[[ DATA EXCERPTS open ]]
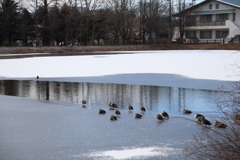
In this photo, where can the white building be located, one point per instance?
(213, 20)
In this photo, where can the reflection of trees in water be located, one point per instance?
(151, 97)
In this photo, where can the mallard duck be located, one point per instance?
(204, 121)
(197, 115)
(83, 101)
(186, 111)
(159, 117)
(111, 104)
(219, 124)
(137, 115)
(165, 114)
(130, 107)
(113, 118)
(117, 112)
(236, 116)
(101, 111)
(143, 109)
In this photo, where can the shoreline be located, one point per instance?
(40, 51)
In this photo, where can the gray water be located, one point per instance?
(51, 123)
(155, 98)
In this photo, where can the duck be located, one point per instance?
(130, 107)
(197, 115)
(111, 104)
(219, 124)
(165, 114)
(137, 115)
(101, 111)
(143, 109)
(236, 116)
(117, 112)
(205, 121)
(186, 111)
(113, 118)
(83, 101)
(159, 117)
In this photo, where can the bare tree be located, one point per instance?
(8, 21)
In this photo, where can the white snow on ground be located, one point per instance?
(135, 153)
(197, 64)
(34, 129)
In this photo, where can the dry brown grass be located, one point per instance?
(93, 50)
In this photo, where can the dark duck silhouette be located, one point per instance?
(130, 107)
(165, 114)
(83, 101)
(186, 111)
(117, 112)
(101, 111)
(204, 121)
(219, 124)
(236, 116)
(143, 109)
(113, 118)
(159, 117)
(111, 104)
(137, 115)
(197, 115)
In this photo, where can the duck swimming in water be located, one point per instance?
(186, 111)
(137, 115)
(111, 104)
(143, 109)
(130, 107)
(83, 101)
(113, 118)
(204, 121)
(165, 114)
(117, 112)
(219, 124)
(197, 115)
(159, 117)
(101, 111)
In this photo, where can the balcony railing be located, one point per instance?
(206, 23)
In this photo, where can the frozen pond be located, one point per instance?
(154, 98)
(43, 119)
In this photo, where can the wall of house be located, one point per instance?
(221, 7)
(230, 24)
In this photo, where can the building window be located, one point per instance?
(190, 34)
(210, 6)
(206, 34)
(222, 17)
(207, 17)
(222, 34)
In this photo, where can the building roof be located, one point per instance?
(234, 3)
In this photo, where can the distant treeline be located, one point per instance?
(83, 22)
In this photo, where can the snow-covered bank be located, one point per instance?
(205, 69)
(42, 129)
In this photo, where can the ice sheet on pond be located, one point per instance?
(198, 64)
(155, 98)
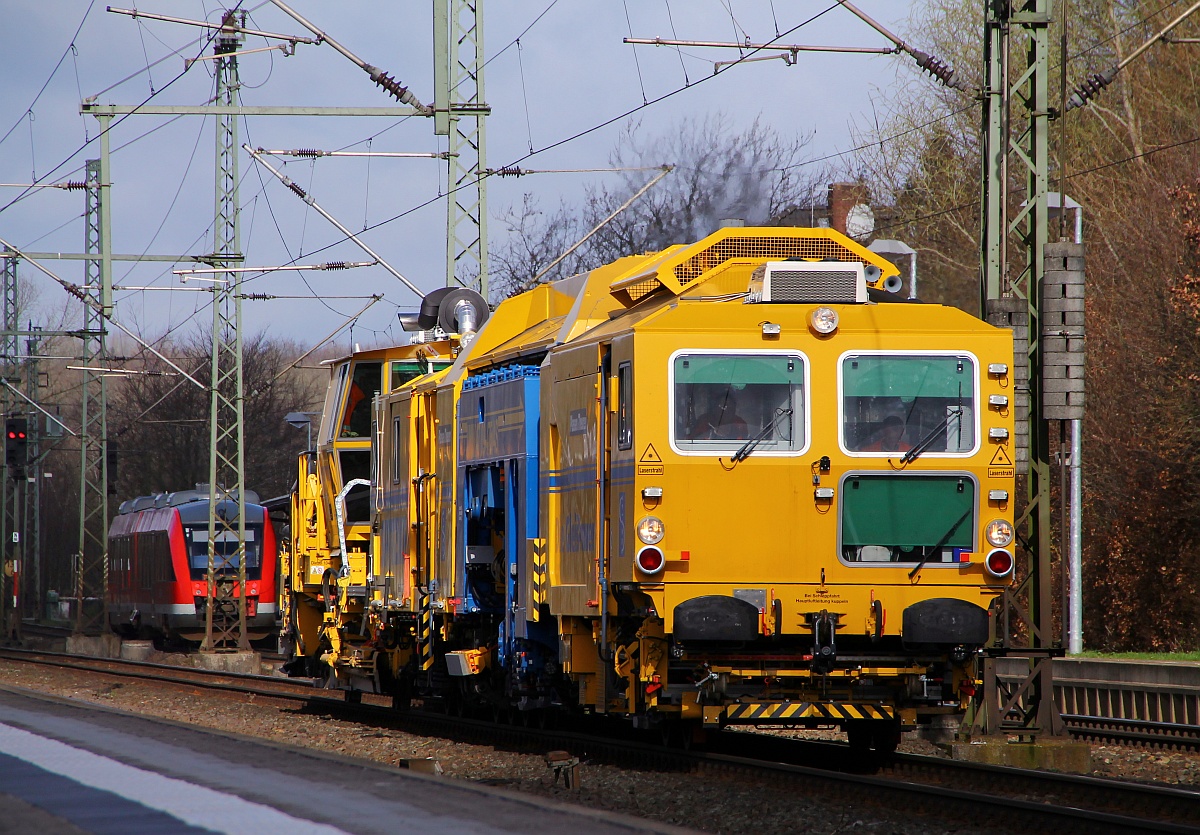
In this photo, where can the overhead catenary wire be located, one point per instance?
(307, 198)
(53, 72)
(601, 224)
(73, 289)
(378, 76)
(1098, 80)
(108, 127)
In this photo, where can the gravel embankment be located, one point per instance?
(707, 803)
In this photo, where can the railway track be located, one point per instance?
(1134, 732)
(988, 797)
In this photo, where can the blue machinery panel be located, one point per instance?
(498, 475)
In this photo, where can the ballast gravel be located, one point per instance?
(712, 803)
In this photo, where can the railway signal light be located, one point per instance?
(16, 446)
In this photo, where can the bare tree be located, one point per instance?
(160, 422)
(755, 174)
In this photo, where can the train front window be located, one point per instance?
(366, 383)
(225, 559)
(894, 403)
(723, 401)
(907, 518)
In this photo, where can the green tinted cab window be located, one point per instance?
(906, 518)
(894, 402)
(721, 401)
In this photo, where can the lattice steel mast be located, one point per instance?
(1013, 295)
(91, 559)
(10, 491)
(225, 616)
(459, 113)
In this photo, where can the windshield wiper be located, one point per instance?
(924, 443)
(946, 538)
(750, 445)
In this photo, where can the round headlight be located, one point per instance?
(823, 319)
(999, 533)
(651, 529)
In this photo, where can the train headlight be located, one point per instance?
(651, 529)
(649, 560)
(823, 319)
(999, 533)
(1000, 563)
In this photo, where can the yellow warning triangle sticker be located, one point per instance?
(1001, 458)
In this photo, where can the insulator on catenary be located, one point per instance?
(937, 68)
(1091, 85)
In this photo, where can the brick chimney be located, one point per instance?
(843, 197)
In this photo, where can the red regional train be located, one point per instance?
(159, 562)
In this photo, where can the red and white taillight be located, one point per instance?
(1000, 563)
(649, 560)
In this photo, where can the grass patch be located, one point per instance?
(1140, 656)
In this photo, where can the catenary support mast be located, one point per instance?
(459, 112)
(91, 559)
(225, 614)
(1017, 127)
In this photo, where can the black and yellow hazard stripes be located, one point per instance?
(539, 580)
(425, 631)
(751, 713)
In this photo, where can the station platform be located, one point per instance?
(69, 768)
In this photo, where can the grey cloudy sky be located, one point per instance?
(570, 73)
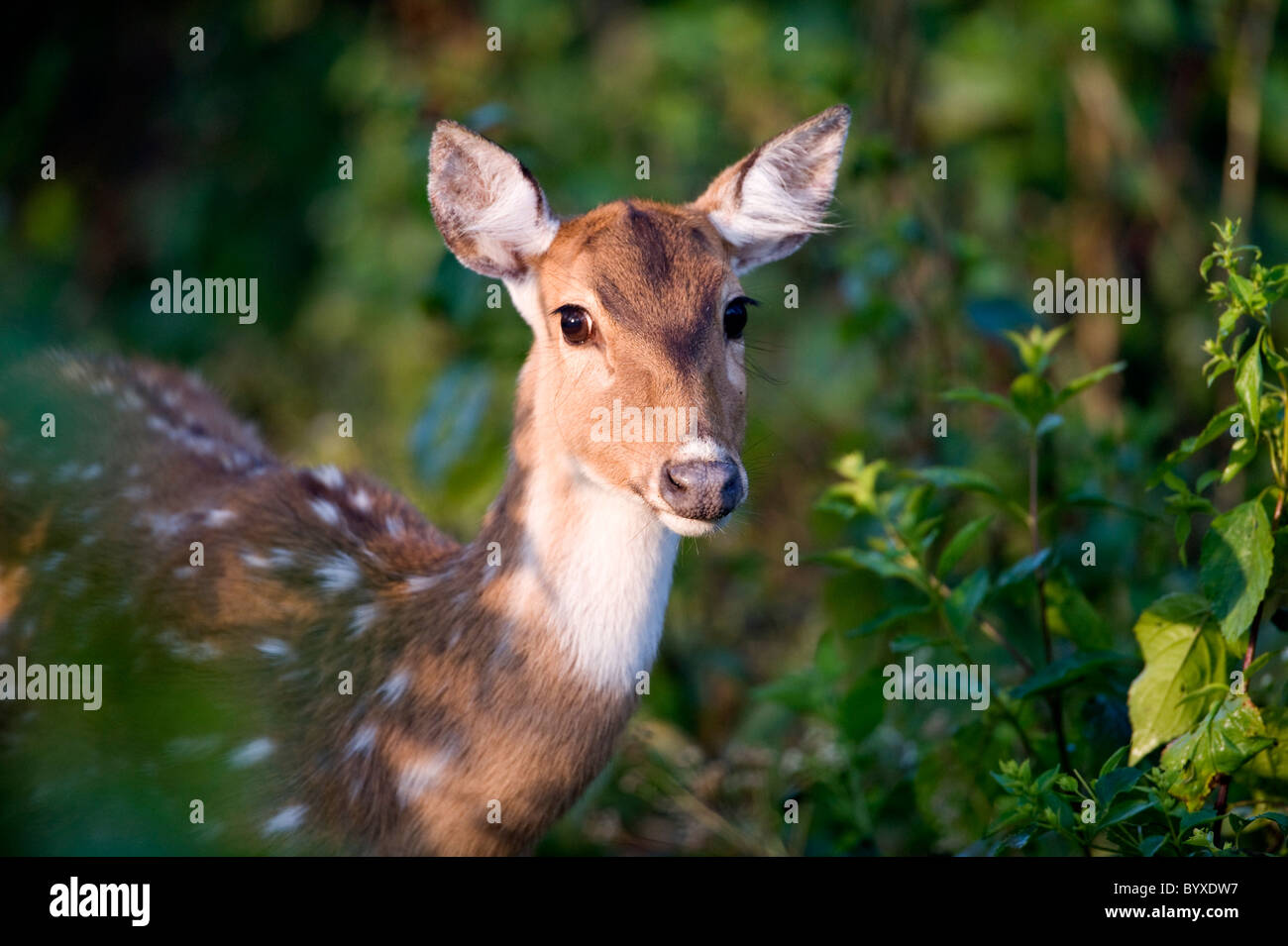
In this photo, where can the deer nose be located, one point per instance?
(702, 489)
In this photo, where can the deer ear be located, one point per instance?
(485, 203)
(768, 203)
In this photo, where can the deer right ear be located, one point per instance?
(768, 203)
(485, 203)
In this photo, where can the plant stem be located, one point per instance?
(1055, 700)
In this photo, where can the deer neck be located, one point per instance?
(587, 569)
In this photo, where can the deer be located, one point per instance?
(488, 680)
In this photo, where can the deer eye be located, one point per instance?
(575, 323)
(735, 315)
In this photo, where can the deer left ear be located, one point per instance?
(769, 203)
(487, 206)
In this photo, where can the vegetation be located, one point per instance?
(1100, 521)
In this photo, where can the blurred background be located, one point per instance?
(1106, 162)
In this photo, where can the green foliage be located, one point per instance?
(1124, 811)
(1184, 693)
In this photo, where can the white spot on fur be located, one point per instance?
(256, 562)
(416, 583)
(603, 580)
(339, 573)
(417, 777)
(362, 742)
(394, 687)
(326, 510)
(361, 619)
(250, 753)
(330, 476)
(288, 819)
(274, 648)
(218, 517)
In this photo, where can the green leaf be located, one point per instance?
(1220, 424)
(1240, 455)
(1245, 292)
(966, 598)
(1113, 761)
(1149, 846)
(905, 644)
(1197, 819)
(889, 617)
(1070, 614)
(978, 396)
(1109, 787)
(1065, 671)
(1184, 653)
(1024, 568)
(1224, 739)
(1078, 385)
(1282, 820)
(1047, 424)
(1031, 396)
(862, 708)
(1236, 560)
(1247, 385)
(861, 481)
(961, 543)
(956, 477)
(868, 560)
(1273, 764)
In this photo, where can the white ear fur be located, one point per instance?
(488, 207)
(769, 203)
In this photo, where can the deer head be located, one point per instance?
(636, 377)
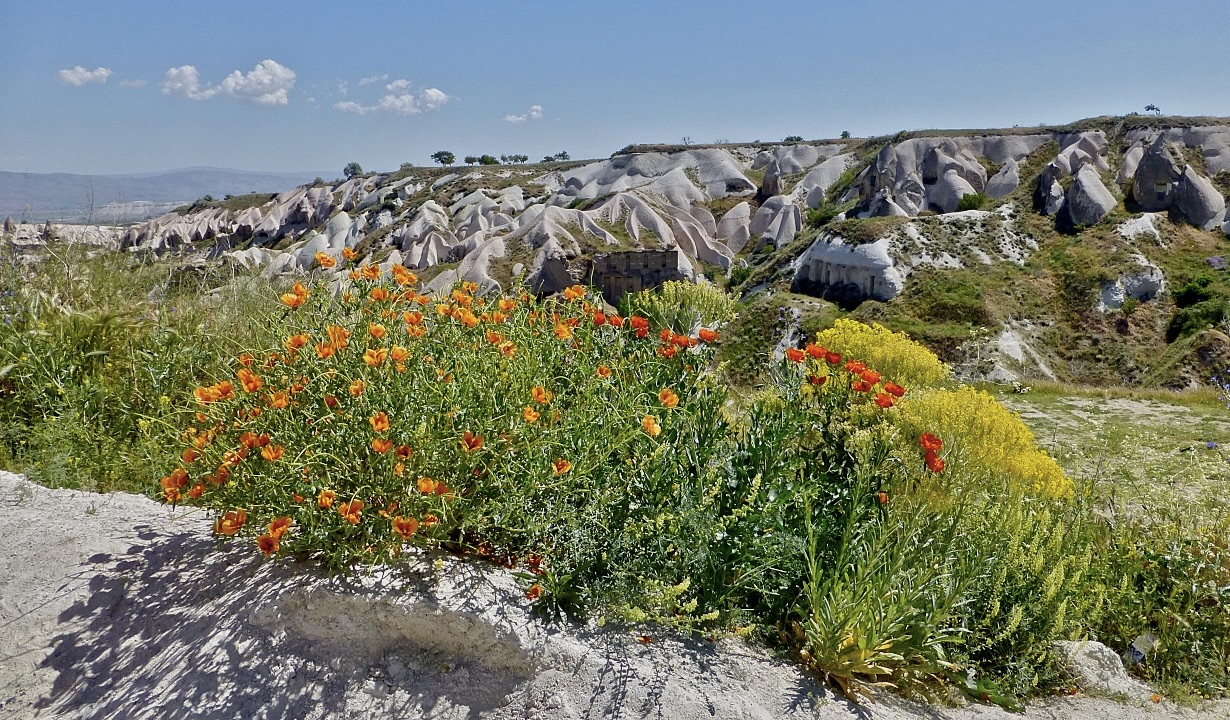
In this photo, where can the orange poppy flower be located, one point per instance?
(375, 356)
(250, 380)
(934, 462)
(351, 511)
(337, 336)
(326, 499)
(405, 527)
(297, 341)
(230, 522)
(279, 526)
(268, 544)
(207, 394)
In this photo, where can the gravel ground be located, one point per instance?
(111, 606)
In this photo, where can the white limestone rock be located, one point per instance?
(1201, 202)
(1130, 161)
(1156, 176)
(1101, 670)
(734, 227)
(1144, 284)
(776, 222)
(549, 273)
(816, 185)
(948, 190)
(1089, 201)
(1005, 181)
(833, 265)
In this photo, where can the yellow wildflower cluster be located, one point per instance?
(892, 353)
(988, 436)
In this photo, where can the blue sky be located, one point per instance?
(134, 86)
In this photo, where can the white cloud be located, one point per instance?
(534, 112)
(267, 84)
(400, 101)
(79, 75)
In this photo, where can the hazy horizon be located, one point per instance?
(279, 86)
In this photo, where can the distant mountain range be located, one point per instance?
(35, 197)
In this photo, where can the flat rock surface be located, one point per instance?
(112, 606)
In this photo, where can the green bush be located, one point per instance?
(682, 307)
(971, 202)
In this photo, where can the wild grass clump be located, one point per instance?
(96, 353)
(680, 305)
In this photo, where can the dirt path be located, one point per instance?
(113, 607)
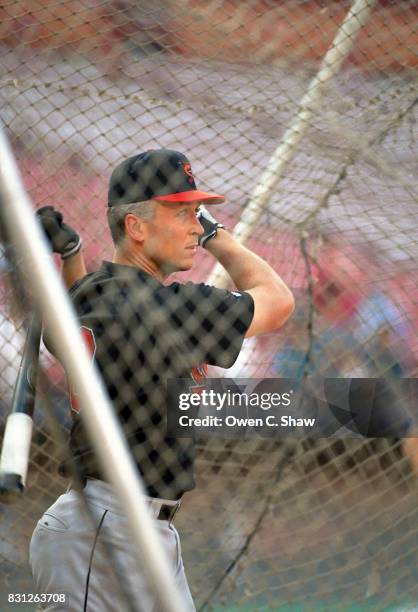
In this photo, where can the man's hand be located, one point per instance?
(209, 224)
(62, 238)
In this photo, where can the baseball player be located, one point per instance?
(142, 331)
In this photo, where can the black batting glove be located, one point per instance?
(62, 238)
(209, 224)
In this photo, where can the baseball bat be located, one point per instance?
(14, 458)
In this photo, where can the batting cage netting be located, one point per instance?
(302, 113)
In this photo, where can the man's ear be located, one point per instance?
(134, 227)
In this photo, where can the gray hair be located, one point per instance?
(116, 217)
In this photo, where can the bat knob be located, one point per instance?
(11, 487)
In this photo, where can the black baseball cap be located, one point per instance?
(159, 174)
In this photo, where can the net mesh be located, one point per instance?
(86, 84)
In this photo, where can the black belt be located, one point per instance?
(166, 513)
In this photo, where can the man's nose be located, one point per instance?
(197, 227)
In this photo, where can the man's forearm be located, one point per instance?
(246, 269)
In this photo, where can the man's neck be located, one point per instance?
(137, 260)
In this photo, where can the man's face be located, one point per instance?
(171, 236)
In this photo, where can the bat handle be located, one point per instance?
(14, 458)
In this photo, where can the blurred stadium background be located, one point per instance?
(274, 525)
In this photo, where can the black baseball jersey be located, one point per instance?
(141, 333)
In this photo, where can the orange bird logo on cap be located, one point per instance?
(188, 170)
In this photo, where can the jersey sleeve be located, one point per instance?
(214, 321)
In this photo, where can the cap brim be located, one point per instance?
(192, 196)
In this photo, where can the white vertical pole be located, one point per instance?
(355, 19)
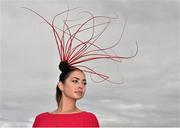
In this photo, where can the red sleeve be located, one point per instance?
(36, 122)
(95, 122)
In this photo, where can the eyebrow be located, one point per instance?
(79, 78)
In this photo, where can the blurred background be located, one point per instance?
(149, 96)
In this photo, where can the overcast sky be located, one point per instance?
(150, 93)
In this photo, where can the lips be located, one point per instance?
(80, 92)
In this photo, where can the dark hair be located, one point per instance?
(66, 70)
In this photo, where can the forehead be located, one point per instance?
(78, 74)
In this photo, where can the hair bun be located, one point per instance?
(64, 66)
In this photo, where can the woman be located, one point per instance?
(71, 87)
(72, 52)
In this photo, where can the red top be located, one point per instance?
(81, 119)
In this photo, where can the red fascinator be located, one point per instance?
(73, 50)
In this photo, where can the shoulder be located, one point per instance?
(92, 119)
(90, 115)
(41, 115)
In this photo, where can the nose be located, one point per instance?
(81, 85)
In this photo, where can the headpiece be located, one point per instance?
(73, 51)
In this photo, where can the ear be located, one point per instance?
(60, 86)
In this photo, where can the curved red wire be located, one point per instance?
(80, 52)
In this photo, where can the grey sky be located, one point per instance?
(150, 93)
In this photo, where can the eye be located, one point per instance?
(85, 83)
(75, 81)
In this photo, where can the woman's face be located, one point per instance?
(75, 85)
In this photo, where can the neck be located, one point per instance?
(66, 105)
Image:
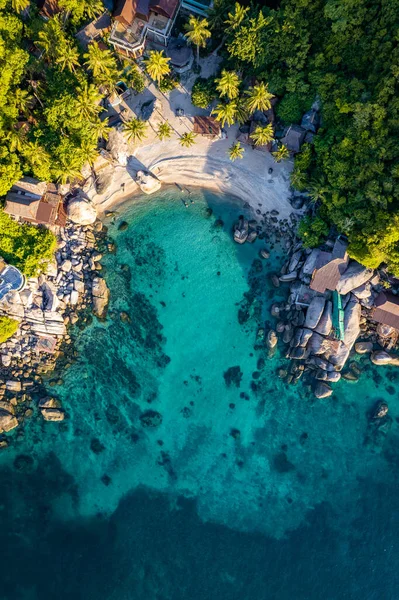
[[ DATA EXCERPTS closed ]]
_WORK REQUIRED_. Nothing but the lines from the one containing "In this photo, where can the grey sky" through the final line of the entries above should be given again, each exactly as written; omit the pictures.

_RESPONSE TO THE TASK_.
In this photo, where can the grey sky be located, one point per instance?
(150, 93)
In this photo, where can the eye be located, one point per instance?
(85, 83)
(75, 81)
In this photo, where can the woman's face be located, one point per instance?
(75, 85)
In this photo, where can the neck be located, one point per instance?
(66, 105)
Image:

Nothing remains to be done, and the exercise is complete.